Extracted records
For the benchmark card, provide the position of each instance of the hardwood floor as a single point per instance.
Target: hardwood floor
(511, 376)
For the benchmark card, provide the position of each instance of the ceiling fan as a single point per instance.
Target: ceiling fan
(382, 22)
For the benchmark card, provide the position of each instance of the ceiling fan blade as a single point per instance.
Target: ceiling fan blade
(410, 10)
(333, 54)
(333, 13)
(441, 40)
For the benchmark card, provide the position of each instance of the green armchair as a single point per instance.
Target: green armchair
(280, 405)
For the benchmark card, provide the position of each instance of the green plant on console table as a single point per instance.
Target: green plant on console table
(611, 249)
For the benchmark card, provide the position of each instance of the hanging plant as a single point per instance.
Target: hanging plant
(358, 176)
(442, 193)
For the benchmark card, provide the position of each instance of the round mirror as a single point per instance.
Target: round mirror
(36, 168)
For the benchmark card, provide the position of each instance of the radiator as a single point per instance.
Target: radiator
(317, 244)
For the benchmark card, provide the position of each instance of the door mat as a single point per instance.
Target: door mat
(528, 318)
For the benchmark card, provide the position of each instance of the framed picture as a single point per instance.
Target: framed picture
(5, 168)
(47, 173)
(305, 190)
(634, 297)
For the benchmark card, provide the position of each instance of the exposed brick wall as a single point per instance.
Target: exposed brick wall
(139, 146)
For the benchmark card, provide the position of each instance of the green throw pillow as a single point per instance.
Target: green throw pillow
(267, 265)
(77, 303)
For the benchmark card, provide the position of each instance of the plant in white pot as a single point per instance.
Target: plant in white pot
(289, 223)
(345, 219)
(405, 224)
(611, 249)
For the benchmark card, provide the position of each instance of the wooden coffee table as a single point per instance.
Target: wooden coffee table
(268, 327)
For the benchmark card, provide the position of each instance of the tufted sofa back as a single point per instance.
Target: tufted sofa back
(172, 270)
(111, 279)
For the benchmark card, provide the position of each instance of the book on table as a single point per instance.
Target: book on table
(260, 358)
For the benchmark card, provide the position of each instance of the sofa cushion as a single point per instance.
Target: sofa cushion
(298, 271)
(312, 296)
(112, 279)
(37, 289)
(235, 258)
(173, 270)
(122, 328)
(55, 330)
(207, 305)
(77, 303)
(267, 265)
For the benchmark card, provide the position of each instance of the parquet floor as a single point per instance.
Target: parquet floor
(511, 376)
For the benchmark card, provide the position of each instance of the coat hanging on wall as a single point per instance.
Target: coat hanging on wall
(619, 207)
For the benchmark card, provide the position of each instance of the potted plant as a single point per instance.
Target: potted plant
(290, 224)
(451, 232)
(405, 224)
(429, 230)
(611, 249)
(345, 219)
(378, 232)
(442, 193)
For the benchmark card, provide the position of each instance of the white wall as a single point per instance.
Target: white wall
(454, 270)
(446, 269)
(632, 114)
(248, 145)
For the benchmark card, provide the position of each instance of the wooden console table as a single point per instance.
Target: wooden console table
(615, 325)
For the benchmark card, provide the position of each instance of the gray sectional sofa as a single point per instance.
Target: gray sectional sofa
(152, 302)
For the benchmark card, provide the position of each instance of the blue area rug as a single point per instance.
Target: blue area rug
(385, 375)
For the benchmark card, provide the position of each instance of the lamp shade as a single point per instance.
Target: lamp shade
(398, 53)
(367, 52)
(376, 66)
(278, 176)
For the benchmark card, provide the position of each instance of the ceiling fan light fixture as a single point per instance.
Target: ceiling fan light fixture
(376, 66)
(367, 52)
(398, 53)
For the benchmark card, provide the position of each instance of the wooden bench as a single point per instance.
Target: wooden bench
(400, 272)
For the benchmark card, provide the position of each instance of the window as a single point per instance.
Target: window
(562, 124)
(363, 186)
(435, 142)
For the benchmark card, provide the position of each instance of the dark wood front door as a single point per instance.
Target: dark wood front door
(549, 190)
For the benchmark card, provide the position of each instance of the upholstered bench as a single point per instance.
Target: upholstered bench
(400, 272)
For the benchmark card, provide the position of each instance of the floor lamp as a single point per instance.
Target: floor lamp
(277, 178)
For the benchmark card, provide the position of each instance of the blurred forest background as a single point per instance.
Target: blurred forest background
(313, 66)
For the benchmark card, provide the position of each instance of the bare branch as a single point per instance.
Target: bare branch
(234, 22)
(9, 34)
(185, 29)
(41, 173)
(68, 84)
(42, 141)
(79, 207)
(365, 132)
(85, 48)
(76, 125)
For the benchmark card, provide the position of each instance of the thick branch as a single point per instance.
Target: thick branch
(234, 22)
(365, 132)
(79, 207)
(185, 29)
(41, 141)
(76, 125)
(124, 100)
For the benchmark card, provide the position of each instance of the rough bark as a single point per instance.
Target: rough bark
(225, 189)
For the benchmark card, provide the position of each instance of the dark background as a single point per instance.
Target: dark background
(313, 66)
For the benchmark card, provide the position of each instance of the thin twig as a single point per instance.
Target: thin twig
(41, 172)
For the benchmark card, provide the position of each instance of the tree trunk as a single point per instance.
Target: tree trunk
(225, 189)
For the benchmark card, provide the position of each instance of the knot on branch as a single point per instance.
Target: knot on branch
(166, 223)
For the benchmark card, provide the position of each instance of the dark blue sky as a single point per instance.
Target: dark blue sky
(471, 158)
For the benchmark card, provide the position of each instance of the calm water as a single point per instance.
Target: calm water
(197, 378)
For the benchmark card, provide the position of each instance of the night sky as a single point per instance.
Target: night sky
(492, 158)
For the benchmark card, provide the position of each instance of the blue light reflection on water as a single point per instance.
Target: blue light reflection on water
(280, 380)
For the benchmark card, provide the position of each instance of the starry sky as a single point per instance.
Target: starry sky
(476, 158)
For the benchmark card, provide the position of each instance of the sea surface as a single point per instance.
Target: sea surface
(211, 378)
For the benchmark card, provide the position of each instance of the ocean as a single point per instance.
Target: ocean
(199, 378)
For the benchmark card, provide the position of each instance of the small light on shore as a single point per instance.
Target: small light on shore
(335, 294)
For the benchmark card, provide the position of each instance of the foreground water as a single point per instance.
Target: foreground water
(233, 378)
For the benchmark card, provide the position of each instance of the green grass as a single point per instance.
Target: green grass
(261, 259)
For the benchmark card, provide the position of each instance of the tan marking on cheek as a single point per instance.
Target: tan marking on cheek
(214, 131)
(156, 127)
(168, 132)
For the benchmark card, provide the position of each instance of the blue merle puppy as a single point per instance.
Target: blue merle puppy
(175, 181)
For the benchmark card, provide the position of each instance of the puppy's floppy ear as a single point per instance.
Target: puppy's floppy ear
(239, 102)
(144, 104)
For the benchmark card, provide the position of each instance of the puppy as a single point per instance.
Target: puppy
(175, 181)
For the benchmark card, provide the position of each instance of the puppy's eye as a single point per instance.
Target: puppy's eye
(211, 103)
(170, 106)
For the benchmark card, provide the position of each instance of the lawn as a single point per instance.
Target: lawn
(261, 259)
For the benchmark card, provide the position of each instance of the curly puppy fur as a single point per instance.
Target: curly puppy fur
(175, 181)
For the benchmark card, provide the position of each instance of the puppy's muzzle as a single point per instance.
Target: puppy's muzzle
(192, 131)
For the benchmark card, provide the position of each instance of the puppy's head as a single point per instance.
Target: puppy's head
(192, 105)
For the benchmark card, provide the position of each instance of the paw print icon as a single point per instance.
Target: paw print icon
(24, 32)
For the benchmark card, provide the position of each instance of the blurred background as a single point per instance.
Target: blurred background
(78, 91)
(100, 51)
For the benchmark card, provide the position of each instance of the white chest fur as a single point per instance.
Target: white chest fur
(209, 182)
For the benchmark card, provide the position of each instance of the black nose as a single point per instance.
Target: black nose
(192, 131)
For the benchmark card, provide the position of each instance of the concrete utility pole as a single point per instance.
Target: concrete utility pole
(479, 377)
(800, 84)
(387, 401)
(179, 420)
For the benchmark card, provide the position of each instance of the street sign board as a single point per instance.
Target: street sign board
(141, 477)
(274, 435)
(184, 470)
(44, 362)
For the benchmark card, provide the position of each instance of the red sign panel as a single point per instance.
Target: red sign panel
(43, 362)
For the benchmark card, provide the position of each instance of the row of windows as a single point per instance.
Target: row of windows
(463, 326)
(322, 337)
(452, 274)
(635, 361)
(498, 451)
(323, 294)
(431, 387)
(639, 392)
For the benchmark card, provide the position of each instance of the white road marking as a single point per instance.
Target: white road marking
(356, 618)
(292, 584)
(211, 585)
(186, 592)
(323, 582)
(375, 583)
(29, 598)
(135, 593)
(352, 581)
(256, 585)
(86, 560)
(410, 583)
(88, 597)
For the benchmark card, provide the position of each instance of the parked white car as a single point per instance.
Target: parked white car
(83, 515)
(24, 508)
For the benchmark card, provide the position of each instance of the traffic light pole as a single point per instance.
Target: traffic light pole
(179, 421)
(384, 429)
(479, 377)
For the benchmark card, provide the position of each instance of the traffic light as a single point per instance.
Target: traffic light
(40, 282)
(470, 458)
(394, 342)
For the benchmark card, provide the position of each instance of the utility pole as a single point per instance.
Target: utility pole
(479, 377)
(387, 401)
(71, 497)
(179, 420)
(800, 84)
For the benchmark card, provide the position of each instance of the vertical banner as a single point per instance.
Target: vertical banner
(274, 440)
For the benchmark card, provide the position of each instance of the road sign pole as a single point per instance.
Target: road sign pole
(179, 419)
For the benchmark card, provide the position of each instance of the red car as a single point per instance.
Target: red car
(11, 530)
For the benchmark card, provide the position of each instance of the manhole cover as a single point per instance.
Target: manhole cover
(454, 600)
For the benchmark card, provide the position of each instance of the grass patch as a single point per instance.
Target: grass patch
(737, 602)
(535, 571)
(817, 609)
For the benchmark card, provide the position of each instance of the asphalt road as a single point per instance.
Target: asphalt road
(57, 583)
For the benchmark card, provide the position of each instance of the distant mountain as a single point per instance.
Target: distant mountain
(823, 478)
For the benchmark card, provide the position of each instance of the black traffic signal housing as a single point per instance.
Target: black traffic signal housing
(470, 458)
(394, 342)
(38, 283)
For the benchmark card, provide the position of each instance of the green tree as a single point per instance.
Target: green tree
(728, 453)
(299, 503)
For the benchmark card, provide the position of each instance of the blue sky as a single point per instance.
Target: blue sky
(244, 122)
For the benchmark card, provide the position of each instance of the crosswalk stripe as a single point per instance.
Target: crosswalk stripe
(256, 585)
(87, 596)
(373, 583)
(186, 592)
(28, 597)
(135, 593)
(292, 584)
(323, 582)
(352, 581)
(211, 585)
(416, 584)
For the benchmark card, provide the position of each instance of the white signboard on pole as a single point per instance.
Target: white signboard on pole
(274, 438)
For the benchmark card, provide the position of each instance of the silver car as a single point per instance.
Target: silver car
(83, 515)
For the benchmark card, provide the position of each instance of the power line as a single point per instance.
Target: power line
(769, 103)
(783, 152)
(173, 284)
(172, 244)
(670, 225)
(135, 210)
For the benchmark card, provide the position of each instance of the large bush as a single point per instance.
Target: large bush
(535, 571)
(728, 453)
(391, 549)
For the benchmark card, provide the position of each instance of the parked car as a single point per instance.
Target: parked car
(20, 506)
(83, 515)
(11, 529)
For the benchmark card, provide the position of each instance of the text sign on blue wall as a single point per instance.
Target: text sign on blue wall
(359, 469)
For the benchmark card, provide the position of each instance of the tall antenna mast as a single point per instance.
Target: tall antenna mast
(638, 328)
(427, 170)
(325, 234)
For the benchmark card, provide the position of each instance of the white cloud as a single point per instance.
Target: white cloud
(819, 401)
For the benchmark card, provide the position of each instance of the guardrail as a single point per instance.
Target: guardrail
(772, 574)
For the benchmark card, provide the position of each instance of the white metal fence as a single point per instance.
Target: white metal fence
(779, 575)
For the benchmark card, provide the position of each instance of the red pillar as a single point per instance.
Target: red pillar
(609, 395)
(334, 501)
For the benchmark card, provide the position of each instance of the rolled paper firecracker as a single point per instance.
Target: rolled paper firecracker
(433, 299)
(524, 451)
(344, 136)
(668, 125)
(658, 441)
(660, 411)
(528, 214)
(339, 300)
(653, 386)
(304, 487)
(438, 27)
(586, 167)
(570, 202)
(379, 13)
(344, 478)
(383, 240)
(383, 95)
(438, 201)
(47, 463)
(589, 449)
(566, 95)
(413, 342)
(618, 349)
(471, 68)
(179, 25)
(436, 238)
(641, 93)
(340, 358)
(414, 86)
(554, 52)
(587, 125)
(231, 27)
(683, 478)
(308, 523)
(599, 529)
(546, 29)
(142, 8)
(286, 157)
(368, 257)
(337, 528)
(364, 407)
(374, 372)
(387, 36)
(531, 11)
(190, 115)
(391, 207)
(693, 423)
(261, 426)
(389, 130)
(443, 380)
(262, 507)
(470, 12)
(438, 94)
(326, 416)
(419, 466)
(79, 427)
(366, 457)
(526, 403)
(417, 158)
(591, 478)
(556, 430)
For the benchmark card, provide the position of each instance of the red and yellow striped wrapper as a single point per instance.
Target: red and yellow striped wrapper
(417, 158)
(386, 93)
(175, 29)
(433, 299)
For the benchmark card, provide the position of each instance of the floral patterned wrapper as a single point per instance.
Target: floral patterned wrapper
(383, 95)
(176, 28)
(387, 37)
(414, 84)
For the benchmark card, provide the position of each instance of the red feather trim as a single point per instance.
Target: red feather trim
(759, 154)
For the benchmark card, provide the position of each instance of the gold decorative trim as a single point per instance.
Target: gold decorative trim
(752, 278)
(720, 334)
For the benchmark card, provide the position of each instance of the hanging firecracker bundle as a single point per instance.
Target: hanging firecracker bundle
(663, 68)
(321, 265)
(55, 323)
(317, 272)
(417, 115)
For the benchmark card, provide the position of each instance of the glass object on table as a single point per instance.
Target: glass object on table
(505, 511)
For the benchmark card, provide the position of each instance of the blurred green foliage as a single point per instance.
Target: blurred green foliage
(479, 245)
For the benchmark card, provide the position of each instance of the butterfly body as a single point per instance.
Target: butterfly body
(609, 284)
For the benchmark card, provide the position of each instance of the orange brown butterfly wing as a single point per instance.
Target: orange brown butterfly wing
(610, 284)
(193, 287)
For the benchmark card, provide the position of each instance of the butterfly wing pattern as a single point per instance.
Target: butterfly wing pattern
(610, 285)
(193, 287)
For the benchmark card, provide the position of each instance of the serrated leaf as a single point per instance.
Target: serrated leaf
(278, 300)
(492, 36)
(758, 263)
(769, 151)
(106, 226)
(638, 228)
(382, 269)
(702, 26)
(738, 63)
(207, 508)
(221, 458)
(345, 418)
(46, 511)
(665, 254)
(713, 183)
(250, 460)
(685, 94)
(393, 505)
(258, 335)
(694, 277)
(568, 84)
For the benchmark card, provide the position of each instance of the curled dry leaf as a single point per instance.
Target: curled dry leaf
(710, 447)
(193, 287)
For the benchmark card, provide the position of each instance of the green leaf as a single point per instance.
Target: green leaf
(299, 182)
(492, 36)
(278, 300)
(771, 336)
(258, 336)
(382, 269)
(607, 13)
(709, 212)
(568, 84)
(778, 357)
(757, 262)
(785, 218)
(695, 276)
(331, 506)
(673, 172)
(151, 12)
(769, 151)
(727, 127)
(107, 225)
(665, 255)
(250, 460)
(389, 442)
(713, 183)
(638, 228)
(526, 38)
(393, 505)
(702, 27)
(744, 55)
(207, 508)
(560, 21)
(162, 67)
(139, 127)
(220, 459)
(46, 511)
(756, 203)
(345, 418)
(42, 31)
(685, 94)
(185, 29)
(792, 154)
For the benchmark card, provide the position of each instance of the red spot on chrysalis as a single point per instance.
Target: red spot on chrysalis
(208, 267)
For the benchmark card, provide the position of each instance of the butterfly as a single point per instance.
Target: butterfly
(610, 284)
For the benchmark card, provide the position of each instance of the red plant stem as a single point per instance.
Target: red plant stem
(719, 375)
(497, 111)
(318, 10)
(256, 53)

◆ Aim
All lines from the one that contains "serrated leaf as a single point per instance." through the end of the material are to be quoted exactly, with both ends included.

◆ Output
For the benchmark card, provide the position of each instance of the serrated leaf as a single point per instance.
Target: serrated leaf
(278, 300)
(492, 36)
(758, 263)
(769, 151)
(106, 226)
(638, 228)
(382, 269)
(702, 26)
(738, 63)
(207, 508)
(221, 458)
(345, 418)
(46, 511)
(665, 254)
(713, 183)
(250, 460)
(685, 94)
(393, 505)
(258, 335)
(694, 277)
(568, 84)
For the benchmark card, provide the position of each instance of the curled dry leaf as a single point per instance.
Target: curled dry leaf
(710, 447)
(193, 287)
For the benchmark card, provide the position of each instance of the green leaf as a single point per instance.
Target: green leaf
(299, 182)
(492, 36)
(278, 300)
(771, 336)
(258, 336)
(382, 269)
(607, 13)
(709, 212)
(568, 84)
(778, 357)
(757, 262)
(785, 218)
(695, 276)
(331, 506)
(673, 172)
(151, 12)
(769, 151)
(727, 127)
(107, 225)
(665, 255)
(250, 460)
(389, 442)
(713, 183)
(638, 228)
(526, 38)
(393, 505)
(702, 27)
(744, 55)
(207, 508)
(560, 21)
(162, 67)
(139, 127)
(220, 459)
(46, 511)
(756, 203)
(345, 418)
(42, 31)
(685, 94)
(185, 29)
(792, 154)
For the benchmark card, provide the position of each instance of the red spot on chrysalis as a single point per instance.
Target: red spot on chrysalis
(208, 267)
For the benchmark card, provide the position of each instance of the butterfly as a single point per instance.
Target: butterfly
(610, 284)
For the benchmark card, provide the position of each instance of the red plant stem as a single point per instance.
Target: red plant stem
(719, 375)
(497, 111)
(318, 10)
(256, 53)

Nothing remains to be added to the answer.